§ AIM OF THE TASK
Please copy the data below word for word, beginning at the line that contains "point: green curved" and continuing through the end of the data, with that first line included.

(Collection entries)
════

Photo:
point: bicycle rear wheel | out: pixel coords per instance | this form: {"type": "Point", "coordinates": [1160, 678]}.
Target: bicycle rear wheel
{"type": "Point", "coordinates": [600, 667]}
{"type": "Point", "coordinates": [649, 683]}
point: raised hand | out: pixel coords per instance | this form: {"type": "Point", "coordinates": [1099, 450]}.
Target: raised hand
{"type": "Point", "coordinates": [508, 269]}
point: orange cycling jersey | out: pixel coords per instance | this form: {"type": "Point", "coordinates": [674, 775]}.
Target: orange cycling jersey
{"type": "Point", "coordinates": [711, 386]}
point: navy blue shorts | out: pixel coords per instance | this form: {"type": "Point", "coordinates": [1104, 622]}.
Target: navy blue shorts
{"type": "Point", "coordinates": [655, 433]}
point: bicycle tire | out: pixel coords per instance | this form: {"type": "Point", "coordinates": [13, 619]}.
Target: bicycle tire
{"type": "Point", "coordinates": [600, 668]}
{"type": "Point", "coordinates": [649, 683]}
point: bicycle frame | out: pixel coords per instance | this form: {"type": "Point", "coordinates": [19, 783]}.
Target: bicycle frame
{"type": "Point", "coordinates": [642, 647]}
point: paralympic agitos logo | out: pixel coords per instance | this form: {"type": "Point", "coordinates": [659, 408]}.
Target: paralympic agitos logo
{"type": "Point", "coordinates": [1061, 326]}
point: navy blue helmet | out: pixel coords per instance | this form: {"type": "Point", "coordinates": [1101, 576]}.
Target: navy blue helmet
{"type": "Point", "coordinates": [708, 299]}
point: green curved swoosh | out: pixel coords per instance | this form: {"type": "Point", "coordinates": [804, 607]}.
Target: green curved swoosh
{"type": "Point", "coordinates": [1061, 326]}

════

§ CORRECT RESULT
point: green curved swoosh | out: pixel coords per instance | this form: {"type": "Point", "coordinates": [804, 607]}.
Target: green curved swoosh
{"type": "Point", "coordinates": [1061, 326]}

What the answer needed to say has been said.